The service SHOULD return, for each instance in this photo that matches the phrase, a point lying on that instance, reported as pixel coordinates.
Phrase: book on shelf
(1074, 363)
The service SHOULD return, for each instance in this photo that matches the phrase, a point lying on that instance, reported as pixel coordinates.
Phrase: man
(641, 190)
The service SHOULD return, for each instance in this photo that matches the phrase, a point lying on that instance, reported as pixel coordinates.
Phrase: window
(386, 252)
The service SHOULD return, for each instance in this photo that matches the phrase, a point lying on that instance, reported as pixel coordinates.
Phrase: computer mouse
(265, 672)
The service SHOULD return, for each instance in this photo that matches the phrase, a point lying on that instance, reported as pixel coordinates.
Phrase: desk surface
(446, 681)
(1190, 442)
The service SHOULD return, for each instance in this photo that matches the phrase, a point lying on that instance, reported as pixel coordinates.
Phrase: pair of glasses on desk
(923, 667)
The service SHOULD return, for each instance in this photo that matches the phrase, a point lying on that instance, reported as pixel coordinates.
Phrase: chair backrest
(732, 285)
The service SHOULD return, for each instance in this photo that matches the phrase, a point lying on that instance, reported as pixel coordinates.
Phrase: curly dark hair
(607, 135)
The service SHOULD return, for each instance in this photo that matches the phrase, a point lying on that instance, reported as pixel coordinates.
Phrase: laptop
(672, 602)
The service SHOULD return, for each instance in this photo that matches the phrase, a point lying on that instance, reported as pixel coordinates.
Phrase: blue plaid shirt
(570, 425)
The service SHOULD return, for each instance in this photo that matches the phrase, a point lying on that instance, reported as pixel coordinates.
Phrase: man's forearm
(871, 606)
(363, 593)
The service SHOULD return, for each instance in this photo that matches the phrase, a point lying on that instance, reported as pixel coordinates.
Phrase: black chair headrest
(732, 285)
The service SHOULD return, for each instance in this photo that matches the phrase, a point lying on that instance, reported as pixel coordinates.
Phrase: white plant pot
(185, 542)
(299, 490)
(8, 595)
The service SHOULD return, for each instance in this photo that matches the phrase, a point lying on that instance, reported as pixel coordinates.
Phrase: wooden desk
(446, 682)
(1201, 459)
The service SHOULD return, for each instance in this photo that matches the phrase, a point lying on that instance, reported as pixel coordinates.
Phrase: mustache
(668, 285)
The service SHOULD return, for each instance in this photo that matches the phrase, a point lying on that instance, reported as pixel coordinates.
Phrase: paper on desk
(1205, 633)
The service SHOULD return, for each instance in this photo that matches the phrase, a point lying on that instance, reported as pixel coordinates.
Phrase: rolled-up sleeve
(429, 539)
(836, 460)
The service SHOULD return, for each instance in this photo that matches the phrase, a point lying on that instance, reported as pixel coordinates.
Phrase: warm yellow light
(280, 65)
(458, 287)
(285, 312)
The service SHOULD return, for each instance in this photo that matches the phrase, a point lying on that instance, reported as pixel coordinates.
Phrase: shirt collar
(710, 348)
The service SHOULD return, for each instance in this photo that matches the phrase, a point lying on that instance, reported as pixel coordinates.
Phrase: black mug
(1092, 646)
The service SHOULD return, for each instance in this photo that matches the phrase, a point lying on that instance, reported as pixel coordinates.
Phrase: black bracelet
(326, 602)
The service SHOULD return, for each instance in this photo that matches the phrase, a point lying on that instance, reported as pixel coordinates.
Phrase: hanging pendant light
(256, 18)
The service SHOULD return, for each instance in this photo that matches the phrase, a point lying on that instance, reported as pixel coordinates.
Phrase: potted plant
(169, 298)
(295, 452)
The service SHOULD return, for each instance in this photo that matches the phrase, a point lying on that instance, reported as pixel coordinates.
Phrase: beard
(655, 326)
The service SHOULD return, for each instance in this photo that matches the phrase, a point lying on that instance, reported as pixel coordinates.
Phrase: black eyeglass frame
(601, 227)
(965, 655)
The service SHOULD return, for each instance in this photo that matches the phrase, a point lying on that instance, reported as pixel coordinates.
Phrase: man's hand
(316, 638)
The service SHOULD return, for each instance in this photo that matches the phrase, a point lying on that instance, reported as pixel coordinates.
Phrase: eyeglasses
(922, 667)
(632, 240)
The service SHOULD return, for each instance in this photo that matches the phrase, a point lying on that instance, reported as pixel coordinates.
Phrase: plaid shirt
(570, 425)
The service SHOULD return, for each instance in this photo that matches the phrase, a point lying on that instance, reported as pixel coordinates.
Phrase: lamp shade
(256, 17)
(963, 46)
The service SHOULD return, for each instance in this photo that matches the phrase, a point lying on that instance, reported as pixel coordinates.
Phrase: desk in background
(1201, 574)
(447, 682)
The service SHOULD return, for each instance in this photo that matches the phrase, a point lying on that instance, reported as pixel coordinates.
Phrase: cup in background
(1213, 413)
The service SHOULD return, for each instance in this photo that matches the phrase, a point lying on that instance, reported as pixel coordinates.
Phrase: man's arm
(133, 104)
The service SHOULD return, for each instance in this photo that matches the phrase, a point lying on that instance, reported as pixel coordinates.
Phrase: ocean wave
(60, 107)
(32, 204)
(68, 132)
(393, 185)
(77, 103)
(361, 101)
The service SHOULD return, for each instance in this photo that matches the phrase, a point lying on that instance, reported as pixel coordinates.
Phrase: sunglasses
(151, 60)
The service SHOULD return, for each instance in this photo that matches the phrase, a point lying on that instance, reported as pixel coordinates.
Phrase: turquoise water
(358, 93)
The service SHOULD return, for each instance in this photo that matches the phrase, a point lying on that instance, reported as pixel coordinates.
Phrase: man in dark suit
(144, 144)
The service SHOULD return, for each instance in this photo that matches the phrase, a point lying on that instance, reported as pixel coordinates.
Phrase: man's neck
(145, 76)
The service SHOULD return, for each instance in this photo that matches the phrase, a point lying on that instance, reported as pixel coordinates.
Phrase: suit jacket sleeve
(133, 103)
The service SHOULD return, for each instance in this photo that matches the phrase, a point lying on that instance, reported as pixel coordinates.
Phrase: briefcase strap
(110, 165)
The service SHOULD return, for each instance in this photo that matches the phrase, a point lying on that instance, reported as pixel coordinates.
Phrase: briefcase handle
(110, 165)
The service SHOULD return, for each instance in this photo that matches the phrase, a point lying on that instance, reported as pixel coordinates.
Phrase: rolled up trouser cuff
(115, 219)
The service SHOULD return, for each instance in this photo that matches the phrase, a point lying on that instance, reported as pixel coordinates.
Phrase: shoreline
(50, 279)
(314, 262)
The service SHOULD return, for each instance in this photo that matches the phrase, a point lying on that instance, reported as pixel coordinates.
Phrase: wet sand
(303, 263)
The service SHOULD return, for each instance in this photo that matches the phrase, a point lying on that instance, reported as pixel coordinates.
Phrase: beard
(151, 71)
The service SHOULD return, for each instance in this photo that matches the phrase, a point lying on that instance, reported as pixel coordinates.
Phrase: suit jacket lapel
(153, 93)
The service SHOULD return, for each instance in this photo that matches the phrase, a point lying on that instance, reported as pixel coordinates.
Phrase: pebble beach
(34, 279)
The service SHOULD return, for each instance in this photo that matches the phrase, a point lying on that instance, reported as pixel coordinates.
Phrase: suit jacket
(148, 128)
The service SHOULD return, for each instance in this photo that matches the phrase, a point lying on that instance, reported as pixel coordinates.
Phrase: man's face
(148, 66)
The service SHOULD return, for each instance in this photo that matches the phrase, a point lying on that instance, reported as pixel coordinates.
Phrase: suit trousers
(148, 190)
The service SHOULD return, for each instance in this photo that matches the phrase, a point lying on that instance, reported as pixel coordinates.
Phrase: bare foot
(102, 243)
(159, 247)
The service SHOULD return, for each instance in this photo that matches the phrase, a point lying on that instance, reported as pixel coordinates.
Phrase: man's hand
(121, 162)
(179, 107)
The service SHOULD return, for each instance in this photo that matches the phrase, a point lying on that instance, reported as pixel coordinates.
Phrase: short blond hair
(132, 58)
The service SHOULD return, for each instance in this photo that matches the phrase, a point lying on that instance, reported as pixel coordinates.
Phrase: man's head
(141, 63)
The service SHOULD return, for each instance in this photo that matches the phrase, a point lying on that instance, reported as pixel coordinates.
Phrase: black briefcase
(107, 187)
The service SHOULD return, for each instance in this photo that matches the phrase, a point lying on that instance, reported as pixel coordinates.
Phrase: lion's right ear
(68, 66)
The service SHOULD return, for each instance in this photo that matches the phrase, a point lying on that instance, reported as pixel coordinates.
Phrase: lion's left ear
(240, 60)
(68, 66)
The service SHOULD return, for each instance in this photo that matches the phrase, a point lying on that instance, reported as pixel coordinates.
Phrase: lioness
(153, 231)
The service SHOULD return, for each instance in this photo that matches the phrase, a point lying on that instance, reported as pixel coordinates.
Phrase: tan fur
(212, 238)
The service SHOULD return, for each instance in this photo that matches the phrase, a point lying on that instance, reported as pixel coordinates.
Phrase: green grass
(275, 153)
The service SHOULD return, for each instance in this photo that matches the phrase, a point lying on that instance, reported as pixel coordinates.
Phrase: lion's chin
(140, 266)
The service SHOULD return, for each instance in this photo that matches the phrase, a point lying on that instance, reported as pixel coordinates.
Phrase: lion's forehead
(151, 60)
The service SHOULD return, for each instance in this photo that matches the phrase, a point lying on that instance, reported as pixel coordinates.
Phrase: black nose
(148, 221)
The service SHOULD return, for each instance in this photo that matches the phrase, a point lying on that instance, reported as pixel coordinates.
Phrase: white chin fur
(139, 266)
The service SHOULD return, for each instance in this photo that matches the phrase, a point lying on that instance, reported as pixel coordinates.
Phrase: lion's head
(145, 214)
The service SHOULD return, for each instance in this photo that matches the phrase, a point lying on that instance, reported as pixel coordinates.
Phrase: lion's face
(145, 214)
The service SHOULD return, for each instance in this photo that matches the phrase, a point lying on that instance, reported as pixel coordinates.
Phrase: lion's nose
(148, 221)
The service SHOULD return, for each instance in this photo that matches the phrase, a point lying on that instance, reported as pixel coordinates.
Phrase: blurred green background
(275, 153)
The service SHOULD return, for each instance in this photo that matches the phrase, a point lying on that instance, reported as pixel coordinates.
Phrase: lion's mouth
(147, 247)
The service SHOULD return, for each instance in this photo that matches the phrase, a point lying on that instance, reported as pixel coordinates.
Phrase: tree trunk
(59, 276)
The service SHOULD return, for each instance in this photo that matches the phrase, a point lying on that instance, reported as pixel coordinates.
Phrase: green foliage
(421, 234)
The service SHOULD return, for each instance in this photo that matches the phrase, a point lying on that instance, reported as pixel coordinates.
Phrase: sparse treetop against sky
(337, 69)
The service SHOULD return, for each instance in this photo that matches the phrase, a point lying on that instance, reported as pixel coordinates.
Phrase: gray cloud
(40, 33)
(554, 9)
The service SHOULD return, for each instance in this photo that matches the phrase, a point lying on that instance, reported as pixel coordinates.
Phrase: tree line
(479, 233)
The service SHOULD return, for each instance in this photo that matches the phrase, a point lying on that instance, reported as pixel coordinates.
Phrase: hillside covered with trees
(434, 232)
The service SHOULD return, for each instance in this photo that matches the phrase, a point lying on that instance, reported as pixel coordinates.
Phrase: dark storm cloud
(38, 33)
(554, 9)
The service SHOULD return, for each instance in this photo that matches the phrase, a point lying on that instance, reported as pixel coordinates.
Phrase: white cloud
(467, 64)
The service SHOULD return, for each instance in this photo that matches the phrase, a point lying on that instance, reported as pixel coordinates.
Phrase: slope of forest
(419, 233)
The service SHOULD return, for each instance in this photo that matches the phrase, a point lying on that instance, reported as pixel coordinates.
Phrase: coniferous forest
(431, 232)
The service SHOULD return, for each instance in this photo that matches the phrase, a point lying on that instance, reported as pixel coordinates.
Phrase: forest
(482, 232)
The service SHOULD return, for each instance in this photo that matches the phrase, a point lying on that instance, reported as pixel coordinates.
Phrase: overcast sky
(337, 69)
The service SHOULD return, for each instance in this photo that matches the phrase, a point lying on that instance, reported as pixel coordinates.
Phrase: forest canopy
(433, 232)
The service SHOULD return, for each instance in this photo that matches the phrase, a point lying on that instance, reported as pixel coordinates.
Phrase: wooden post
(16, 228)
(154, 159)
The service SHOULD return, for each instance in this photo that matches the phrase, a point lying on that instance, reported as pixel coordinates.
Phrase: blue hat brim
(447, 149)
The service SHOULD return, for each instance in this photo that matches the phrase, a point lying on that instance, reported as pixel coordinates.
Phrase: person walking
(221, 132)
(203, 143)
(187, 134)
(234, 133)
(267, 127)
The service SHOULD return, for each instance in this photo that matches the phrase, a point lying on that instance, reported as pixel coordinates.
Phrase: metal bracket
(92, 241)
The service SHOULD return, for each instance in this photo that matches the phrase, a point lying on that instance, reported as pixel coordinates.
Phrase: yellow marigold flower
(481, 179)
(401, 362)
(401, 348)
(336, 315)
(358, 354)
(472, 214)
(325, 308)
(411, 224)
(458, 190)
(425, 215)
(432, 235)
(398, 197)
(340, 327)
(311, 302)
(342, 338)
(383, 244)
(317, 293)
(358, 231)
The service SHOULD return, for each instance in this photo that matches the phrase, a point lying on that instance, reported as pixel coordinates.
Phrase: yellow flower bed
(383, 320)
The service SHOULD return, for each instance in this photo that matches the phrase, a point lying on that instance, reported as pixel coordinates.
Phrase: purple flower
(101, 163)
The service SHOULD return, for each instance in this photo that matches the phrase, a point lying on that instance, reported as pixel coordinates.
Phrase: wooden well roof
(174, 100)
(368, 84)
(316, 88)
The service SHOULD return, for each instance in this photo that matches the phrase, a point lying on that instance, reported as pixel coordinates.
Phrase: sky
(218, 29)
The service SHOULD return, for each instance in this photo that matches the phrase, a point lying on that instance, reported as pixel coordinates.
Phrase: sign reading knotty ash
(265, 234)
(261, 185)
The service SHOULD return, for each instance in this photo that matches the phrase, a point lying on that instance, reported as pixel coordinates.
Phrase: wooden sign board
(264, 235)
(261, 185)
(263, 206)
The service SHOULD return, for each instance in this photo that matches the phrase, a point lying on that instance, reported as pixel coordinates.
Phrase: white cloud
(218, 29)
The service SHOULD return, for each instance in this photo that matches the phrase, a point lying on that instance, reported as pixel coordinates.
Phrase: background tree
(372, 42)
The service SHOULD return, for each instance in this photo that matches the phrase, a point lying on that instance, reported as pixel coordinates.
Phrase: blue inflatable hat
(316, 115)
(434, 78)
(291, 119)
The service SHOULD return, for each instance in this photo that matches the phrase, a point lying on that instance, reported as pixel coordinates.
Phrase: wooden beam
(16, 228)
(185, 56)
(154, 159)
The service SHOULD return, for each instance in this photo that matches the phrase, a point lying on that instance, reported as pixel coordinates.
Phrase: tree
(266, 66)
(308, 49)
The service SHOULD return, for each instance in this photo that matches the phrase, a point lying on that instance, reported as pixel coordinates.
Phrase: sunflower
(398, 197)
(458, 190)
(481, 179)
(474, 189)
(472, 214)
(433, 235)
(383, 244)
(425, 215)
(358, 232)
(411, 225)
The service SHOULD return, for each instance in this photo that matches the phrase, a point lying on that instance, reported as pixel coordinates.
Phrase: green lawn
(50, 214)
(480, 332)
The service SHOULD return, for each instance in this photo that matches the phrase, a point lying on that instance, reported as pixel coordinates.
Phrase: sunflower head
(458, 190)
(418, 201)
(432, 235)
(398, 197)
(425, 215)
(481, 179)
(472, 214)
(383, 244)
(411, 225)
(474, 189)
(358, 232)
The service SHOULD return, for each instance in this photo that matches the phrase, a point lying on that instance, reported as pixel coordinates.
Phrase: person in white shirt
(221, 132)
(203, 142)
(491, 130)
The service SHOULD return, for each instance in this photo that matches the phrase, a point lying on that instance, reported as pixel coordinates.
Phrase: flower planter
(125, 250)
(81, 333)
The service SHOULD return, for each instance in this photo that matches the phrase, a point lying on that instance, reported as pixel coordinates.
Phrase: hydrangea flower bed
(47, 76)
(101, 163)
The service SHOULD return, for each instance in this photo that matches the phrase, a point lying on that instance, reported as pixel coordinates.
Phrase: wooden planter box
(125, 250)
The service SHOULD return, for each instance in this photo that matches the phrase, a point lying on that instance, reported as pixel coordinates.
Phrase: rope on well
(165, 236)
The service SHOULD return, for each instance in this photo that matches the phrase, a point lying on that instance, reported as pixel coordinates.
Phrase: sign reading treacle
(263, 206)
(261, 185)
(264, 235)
○ ○ ○ ○ ○ ○ ○
The exact lines from the one containing "Phrase: person in white shirt" through the end of the listing above are the expected output; include nothing else.

- _COMPLETED EXERCISE_
Phrase: person in white shirt
(221, 132)
(203, 142)
(491, 130)
The service SHOULD return, for each instance in this photo that matches the phrase, a point lying on that instance, reported as pixel coordinates.
Phrase: flower planter
(125, 250)
(81, 333)
The service SHOULD return, for each instance in this photo that matches the phrase, a point lying on that instance, reported as pixel coordinates.
Phrase: hydrangea flower bed
(47, 76)
(101, 163)
The service SHOULD return, for each instance in this photo that matches the phrase, a point lying on that instance, reported as pixel coordinates.
Phrase: wooden planter box
(125, 250)
The service SHOULD return, for each instance in this photo that matches the phrase, a point lying on that instance, reported as pixel coordinates.
Phrase: rope on well
(165, 236)
The service SHOULD return, for each instance in this photo that matches the phrase, a point lying on that instance, reported as pixel coordinates.
Phrase: sign reading treacle
(263, 206)
(261, 185)
(264, 235)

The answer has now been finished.